What to produce – Beginning with the line where "Target: bright lightning channel" occurs, set down each line of the records through the final one, exactly and without additions.

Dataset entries
************

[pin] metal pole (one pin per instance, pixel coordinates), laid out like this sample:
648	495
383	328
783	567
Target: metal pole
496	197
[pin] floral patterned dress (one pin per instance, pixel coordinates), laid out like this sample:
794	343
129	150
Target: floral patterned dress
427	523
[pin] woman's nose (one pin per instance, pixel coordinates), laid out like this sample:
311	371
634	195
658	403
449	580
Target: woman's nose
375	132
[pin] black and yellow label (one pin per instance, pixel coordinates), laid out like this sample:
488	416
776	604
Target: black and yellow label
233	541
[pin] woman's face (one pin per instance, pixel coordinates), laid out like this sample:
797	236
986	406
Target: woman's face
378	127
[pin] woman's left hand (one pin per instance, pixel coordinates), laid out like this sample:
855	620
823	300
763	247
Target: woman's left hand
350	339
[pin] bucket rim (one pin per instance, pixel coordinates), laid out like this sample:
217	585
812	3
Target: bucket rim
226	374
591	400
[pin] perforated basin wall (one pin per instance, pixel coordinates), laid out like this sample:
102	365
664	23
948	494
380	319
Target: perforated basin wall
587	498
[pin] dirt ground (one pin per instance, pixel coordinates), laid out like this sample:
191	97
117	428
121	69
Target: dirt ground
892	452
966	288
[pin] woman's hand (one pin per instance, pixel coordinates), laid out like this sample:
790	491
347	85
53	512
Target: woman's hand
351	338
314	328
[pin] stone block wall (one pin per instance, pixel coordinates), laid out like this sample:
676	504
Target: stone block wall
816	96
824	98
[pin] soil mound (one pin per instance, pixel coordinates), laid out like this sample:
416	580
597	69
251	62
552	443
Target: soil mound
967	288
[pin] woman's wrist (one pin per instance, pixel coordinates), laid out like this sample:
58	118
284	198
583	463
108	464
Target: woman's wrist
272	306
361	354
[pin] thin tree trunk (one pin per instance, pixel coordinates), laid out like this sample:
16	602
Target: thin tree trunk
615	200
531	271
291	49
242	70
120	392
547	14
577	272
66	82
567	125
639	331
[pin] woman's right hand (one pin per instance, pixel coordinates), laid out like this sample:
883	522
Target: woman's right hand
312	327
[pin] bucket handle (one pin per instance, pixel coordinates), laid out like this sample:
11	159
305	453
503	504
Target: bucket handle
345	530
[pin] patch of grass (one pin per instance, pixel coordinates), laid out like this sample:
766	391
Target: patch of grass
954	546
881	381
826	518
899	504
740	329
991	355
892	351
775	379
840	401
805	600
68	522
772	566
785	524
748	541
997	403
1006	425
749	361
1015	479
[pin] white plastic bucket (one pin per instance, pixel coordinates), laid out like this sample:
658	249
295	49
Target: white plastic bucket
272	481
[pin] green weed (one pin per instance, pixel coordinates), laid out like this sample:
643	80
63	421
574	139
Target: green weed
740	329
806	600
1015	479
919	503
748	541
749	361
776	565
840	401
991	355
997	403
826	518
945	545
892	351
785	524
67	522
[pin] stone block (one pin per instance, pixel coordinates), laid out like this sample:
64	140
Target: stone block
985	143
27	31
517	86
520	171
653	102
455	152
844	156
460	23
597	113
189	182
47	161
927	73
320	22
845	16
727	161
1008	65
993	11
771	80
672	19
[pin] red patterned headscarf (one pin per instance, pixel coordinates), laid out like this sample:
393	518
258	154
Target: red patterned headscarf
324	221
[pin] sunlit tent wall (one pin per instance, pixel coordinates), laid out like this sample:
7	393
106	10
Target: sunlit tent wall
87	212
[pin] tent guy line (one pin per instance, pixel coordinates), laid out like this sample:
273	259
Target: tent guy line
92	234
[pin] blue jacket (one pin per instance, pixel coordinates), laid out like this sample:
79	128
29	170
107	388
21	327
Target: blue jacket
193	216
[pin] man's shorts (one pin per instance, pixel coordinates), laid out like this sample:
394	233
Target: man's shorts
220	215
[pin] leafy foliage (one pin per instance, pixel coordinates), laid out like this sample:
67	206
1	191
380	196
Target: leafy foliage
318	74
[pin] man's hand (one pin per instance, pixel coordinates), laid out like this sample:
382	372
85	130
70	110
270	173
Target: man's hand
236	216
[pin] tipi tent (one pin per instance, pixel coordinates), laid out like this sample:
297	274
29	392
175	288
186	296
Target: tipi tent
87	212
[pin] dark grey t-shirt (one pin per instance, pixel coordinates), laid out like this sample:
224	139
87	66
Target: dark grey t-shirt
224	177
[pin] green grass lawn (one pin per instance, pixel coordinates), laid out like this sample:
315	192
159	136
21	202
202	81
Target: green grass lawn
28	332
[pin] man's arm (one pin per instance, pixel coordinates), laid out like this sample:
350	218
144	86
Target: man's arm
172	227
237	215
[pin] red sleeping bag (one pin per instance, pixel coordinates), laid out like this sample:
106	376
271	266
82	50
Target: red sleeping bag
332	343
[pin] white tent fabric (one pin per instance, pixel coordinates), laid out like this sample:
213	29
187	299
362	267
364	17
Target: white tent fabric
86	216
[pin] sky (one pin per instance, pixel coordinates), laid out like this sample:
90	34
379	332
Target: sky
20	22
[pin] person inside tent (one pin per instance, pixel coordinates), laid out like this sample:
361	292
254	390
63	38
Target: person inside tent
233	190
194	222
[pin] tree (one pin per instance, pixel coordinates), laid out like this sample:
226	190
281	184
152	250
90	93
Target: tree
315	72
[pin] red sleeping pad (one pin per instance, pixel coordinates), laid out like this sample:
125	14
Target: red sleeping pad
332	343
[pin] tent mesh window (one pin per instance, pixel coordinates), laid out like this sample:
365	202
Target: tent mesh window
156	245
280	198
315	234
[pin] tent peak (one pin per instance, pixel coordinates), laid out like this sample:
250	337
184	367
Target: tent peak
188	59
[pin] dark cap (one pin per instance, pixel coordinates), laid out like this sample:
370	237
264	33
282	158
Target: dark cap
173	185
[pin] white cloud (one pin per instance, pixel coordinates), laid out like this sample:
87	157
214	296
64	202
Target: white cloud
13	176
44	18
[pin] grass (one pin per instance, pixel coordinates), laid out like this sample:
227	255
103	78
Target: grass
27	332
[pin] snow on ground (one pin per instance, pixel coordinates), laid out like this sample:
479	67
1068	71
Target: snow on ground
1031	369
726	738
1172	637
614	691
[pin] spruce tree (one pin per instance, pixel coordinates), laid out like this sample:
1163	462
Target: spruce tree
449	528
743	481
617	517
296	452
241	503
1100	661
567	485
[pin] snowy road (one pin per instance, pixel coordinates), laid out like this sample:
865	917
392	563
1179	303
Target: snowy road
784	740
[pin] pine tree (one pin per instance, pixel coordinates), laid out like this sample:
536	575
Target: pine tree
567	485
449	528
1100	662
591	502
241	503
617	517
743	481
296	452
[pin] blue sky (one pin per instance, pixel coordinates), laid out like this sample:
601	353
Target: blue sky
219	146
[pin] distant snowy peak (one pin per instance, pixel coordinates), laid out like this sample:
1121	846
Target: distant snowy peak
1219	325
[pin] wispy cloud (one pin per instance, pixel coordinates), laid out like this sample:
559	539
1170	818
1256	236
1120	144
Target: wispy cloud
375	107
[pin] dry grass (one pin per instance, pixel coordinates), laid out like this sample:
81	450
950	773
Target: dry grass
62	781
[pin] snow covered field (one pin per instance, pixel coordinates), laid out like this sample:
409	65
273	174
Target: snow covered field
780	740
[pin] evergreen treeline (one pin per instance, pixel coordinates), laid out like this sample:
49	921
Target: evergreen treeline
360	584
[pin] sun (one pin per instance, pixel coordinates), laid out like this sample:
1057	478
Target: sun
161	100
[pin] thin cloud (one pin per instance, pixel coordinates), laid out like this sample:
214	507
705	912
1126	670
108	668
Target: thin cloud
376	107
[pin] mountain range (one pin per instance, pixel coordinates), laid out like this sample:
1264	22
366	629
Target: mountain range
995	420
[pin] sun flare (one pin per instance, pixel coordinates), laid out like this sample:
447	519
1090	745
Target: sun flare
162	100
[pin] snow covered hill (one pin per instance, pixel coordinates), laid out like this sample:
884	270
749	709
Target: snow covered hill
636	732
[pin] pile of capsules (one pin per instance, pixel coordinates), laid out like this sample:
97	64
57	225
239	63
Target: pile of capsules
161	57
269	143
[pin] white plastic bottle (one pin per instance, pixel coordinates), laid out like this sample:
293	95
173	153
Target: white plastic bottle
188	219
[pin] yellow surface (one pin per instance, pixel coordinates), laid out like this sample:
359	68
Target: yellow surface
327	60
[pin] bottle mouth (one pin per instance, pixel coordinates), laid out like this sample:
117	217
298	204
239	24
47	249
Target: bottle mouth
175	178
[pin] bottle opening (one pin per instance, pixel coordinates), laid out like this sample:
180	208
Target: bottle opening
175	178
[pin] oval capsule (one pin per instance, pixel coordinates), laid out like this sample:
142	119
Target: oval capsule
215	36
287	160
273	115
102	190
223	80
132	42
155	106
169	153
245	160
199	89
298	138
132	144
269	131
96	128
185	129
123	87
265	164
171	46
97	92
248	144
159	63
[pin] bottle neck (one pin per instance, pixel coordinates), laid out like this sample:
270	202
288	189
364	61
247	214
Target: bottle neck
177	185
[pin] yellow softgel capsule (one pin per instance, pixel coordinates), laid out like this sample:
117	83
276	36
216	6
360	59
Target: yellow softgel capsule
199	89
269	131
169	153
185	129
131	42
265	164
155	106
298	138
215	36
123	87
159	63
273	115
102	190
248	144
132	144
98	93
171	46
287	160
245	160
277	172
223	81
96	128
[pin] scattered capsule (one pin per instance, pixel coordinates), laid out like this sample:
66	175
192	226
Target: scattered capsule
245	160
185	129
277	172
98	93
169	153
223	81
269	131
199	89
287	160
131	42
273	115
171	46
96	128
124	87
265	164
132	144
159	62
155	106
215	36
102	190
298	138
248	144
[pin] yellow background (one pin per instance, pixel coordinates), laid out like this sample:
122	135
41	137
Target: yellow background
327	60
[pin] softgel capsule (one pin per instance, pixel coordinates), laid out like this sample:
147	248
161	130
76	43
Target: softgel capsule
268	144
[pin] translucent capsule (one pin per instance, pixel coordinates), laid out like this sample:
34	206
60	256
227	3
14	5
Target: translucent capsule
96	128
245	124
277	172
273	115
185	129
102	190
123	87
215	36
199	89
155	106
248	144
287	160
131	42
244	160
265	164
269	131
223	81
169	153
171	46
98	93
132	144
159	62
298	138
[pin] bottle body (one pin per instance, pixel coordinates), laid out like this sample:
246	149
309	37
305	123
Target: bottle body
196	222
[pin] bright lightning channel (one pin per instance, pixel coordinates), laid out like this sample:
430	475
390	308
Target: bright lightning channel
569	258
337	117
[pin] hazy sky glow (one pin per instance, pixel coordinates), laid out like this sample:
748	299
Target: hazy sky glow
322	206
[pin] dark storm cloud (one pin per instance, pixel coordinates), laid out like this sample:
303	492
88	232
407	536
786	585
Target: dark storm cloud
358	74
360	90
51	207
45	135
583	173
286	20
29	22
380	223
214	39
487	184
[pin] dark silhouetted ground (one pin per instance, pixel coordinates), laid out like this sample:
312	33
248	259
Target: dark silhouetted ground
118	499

************

Answer area –
Target: bright lightning channel
569	258
337	117
[pin] hazy sky glow (one pin per instance, pixel coordinates), laid out like this sample:
748	299
Target: hazy sky glow
322	206
[pin] dark storm cloud (one pin per instance, pixel coordinates), laid out like this sample:
303	492
88	232
407	536
786	585
Target: dark storm cloud
358	74
360	90
51	207
45	135
583	173
286	20
29	22
380	223
214	39
487	184
[pin] dark silhouetted ground (one pin per instance, pixel coordinates), laid out like this sample:
312	33
248	259
Target: dark silhouetted ground
118	499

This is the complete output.